Aim. Change "sound hole" to "tuning peg" in everything from the line containing "Could you kindly segment every instance of the sound" down to the line containing "126L19 129L18 130ZM13", and give those lines back with nothing else altered.

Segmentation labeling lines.
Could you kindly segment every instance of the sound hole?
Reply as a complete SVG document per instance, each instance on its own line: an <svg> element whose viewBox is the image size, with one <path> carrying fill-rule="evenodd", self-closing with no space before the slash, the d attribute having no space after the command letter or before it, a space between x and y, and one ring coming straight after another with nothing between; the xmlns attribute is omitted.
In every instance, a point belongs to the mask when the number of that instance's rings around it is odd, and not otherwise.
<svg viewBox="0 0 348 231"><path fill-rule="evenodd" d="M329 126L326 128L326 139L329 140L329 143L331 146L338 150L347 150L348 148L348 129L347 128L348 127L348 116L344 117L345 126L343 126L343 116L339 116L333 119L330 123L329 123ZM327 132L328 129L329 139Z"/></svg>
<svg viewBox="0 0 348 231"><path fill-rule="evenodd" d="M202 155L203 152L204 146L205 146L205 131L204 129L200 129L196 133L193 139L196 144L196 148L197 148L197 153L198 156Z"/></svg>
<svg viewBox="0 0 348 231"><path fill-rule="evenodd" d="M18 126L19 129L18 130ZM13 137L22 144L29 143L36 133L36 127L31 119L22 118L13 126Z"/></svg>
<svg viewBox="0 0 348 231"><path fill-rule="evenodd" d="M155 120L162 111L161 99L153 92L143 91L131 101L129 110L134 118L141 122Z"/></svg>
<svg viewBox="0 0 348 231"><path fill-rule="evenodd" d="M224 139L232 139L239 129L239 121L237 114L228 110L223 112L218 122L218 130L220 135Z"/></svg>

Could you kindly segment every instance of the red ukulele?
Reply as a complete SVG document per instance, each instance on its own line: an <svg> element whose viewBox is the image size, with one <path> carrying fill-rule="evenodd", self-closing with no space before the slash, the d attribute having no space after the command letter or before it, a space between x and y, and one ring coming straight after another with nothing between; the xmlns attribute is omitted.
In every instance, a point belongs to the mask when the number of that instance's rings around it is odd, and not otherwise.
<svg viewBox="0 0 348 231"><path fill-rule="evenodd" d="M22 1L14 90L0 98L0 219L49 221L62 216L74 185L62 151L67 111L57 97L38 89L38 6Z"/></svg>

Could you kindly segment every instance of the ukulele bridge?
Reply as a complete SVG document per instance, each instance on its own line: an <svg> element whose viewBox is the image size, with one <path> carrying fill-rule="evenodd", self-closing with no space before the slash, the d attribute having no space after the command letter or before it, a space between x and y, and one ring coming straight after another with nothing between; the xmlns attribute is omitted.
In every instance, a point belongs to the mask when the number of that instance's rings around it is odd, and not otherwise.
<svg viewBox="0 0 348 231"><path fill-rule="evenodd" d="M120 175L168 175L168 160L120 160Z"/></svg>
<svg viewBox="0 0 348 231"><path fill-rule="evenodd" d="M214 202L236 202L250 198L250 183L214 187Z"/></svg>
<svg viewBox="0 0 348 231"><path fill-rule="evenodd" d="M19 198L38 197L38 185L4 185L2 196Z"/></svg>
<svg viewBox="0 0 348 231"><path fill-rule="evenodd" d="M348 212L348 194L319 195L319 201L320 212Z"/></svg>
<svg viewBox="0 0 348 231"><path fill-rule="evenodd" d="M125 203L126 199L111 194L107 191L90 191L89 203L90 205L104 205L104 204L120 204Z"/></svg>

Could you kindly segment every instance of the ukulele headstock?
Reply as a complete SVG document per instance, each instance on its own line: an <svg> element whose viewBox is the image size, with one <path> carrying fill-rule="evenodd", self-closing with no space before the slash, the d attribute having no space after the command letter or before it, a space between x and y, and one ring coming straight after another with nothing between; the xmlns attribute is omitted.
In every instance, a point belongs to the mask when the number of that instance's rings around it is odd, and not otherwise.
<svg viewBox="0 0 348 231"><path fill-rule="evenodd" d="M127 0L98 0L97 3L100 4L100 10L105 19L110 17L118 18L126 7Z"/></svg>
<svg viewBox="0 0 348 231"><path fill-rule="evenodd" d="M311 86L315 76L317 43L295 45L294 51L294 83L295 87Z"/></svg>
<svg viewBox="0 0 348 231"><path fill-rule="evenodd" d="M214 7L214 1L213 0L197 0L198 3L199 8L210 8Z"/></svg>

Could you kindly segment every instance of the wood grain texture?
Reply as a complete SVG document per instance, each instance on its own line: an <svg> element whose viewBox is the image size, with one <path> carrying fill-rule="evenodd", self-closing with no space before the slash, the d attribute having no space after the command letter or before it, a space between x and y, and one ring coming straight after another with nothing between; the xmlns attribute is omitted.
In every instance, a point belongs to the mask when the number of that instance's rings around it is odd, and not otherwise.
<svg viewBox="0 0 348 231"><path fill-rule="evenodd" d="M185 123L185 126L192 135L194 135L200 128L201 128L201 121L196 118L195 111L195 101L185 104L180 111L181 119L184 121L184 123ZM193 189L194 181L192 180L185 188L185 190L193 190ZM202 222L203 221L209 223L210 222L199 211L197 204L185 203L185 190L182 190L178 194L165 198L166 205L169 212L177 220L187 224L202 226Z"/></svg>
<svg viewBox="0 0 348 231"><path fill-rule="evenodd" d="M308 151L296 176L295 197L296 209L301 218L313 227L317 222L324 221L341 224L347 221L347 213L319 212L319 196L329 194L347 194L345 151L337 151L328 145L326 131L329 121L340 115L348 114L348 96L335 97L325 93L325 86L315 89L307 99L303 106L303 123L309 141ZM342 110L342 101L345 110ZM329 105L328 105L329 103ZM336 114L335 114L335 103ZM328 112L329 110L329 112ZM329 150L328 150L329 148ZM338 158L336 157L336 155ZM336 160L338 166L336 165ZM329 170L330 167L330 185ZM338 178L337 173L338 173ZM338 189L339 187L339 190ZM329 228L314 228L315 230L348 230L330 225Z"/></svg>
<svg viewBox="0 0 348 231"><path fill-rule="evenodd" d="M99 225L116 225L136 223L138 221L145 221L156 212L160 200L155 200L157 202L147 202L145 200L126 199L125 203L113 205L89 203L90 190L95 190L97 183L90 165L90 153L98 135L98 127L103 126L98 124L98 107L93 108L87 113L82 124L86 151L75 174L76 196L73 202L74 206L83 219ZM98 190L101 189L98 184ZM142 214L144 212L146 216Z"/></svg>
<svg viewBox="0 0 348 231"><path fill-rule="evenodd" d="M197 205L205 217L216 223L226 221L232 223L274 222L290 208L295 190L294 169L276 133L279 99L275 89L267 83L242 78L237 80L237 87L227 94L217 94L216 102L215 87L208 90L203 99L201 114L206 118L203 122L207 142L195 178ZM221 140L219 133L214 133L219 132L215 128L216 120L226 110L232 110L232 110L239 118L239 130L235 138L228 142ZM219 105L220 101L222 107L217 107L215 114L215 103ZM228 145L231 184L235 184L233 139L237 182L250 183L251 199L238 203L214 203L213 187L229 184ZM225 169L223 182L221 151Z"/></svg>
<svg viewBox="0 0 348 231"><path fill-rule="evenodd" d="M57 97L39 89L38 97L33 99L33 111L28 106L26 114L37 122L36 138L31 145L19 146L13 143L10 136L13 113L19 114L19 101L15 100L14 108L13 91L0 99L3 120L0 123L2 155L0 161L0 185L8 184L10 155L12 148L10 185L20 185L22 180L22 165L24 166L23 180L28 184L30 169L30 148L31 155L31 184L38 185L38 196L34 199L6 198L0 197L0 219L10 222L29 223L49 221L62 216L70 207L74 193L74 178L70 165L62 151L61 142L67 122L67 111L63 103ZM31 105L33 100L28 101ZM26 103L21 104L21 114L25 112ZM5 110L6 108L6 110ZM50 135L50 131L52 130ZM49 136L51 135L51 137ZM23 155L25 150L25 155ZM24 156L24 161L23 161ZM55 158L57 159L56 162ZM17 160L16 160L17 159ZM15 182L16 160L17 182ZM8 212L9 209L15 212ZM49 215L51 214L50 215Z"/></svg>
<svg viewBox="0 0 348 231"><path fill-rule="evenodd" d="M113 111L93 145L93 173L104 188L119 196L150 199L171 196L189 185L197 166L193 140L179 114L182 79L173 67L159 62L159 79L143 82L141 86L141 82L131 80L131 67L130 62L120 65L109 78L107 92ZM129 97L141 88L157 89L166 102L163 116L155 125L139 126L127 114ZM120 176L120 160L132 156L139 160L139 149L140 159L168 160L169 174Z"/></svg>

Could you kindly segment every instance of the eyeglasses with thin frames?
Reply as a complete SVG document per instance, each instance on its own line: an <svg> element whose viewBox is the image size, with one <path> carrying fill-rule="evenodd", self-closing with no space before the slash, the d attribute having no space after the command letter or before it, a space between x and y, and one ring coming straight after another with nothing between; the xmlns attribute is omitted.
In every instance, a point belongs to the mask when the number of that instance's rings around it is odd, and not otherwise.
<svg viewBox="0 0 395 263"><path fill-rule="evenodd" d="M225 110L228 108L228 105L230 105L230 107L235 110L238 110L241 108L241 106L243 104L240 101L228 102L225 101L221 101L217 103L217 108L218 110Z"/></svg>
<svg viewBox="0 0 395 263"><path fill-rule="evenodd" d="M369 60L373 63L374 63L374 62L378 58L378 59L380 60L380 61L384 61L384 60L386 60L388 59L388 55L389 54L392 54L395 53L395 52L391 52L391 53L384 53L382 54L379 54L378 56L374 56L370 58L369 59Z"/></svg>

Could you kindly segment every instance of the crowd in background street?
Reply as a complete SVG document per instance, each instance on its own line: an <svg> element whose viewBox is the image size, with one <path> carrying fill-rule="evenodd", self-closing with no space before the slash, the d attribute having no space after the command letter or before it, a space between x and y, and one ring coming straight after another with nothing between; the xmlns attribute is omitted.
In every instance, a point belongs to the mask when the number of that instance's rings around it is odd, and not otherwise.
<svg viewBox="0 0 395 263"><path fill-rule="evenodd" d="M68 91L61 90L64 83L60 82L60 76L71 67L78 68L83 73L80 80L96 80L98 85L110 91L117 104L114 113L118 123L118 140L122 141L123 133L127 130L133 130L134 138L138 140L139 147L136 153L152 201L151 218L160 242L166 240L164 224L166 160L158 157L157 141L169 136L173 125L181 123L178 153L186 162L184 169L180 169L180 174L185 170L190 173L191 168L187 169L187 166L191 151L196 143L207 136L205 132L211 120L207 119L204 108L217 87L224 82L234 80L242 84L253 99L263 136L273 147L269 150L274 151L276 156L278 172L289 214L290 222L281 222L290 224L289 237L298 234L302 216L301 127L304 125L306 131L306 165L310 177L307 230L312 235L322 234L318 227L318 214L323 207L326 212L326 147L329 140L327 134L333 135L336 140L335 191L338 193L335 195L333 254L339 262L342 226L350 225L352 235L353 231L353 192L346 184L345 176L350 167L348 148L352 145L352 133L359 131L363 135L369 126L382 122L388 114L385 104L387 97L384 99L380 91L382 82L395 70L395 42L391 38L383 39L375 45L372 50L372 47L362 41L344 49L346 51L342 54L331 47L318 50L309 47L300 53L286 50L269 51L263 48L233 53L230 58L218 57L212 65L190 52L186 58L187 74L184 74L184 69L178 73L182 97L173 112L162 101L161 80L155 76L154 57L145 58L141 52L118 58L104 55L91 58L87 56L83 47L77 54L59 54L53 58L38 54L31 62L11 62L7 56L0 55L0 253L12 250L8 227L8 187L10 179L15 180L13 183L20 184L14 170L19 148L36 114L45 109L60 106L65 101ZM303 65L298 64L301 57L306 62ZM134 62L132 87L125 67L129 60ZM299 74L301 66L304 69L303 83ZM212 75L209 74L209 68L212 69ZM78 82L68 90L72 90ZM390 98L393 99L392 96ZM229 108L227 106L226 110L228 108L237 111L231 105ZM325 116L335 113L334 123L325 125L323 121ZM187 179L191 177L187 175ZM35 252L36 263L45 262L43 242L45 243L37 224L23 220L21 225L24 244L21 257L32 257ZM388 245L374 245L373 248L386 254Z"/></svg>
==
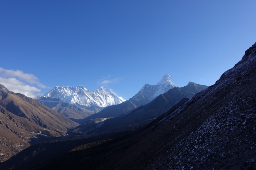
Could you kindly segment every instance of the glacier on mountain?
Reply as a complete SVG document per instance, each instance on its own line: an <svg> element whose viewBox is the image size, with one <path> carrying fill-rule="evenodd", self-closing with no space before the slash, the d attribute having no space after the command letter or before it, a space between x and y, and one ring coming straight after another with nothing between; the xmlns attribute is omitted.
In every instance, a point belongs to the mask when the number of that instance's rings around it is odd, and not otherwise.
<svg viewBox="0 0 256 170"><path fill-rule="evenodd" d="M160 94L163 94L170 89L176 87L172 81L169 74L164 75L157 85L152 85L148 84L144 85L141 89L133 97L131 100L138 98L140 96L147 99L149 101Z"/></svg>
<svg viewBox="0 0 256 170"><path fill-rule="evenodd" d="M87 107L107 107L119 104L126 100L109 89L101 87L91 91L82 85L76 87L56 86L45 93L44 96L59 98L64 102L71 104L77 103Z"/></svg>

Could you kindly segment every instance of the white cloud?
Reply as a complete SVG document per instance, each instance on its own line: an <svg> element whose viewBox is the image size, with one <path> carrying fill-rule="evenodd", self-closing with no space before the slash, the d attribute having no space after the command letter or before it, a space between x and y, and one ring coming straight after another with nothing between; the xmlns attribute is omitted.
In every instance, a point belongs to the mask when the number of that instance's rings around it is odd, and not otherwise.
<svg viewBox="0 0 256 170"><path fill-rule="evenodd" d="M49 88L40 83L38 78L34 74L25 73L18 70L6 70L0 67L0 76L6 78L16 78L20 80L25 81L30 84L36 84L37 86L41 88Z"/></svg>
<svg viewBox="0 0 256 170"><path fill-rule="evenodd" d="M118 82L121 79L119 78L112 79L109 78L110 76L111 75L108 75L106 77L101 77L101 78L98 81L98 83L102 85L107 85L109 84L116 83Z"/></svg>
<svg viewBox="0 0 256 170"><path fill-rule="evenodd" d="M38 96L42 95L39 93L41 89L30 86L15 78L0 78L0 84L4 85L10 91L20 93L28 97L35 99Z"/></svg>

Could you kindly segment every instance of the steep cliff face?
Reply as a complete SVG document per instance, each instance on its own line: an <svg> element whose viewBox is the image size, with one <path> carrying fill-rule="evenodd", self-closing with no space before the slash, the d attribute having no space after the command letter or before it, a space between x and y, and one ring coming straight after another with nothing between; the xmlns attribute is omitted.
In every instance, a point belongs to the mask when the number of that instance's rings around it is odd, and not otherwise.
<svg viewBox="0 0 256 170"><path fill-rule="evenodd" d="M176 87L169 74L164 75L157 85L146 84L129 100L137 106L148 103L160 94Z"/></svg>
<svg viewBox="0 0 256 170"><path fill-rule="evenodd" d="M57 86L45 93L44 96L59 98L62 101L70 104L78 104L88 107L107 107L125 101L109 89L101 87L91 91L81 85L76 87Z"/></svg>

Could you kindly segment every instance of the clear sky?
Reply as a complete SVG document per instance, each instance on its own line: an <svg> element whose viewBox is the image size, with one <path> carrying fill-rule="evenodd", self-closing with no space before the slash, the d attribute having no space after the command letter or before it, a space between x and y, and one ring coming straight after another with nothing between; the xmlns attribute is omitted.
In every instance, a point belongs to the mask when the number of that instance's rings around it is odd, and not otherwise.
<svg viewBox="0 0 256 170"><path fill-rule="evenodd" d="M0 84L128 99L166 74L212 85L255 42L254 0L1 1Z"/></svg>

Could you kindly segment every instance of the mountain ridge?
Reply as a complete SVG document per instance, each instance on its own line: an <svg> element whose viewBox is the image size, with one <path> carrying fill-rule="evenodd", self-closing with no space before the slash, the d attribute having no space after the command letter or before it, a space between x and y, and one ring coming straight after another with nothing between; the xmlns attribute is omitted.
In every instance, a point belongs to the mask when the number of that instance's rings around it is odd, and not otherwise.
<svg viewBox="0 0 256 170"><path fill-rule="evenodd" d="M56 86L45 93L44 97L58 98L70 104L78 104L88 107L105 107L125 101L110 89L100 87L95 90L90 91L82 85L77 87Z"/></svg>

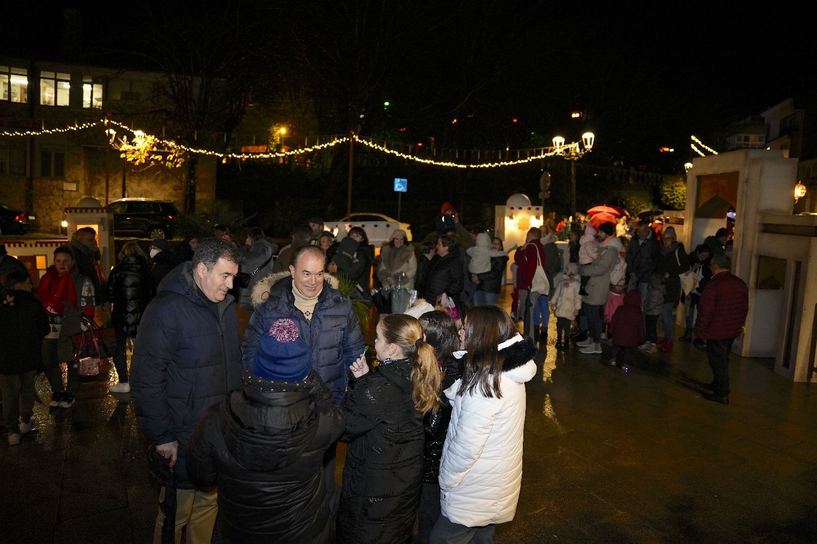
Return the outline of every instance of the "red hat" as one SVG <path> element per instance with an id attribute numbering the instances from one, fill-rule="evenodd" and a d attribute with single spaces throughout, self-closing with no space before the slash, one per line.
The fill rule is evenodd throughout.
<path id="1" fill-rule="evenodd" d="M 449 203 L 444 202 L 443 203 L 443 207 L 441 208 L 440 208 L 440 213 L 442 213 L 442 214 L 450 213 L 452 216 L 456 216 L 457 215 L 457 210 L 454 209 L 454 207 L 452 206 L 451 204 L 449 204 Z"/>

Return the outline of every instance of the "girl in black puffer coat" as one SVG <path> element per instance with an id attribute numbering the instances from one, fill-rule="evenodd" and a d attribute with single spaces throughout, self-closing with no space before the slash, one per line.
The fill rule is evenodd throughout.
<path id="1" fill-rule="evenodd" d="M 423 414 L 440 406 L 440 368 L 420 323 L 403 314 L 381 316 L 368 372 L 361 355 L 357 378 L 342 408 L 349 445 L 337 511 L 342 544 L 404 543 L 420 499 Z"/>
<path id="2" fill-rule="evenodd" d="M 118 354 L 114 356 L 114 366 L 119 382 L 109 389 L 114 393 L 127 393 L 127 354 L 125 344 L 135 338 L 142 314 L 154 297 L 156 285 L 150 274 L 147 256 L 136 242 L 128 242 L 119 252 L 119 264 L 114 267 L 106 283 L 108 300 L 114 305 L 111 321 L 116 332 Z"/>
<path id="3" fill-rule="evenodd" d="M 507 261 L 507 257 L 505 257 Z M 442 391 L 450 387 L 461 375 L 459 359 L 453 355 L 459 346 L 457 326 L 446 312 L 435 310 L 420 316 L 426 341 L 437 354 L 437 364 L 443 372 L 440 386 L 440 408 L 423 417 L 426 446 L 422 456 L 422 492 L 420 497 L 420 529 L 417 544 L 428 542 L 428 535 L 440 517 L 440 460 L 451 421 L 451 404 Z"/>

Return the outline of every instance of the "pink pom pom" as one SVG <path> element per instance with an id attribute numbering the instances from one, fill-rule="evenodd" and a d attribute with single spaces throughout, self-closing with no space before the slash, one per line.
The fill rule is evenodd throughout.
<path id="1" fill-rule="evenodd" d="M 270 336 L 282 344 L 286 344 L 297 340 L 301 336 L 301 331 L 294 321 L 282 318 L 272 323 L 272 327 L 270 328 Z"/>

Exercise result.
Could you kindly segment every instance of the tuning peg?
Reply as a complete SVG document per instance, each instance on its own line: an <svg> element whose viewBox is the image size, with one <path> carrying fill-rule="evenodd", self-closing with no space before the slash, the d attribute having no space after the command letter or before it, a space between x and y, and one ring coming straight after another with nothing between; the xmlns attribute is omitted.
In every instance, a point belongs to the mask when the number of that instance's rings around it is odd, and not otherwise.
<svg viewBox="0 0 348 231"><path fill-rule="evenodd" d="M329 126L326 128L326 139L329 140L329 143L331 146L338 150L347 150L348 148L348 129L347 128L348 127L348 116L344 117L345 126L343 126L343 116L339 116L333 119L330 123L329 123ZM327 132L328 129L329 139Z"/></svg>
<svg viewBox="0 0 348 231"><path fill-rule="evenodd" d="M202 155L203 152L204 146L205 146L205 131L204 129L200 129L196 133L193 139L196 144L196 148L197 148L197 153L198 156Z"/></svg>
<svg viewBox="0 0 348 231"><path fill-rule="evenodd" d="M18 126L19 129L18 130ZM13 137L22 144L29 143L36 133L36 127L31 119L22 118L13 126Z"/></svg>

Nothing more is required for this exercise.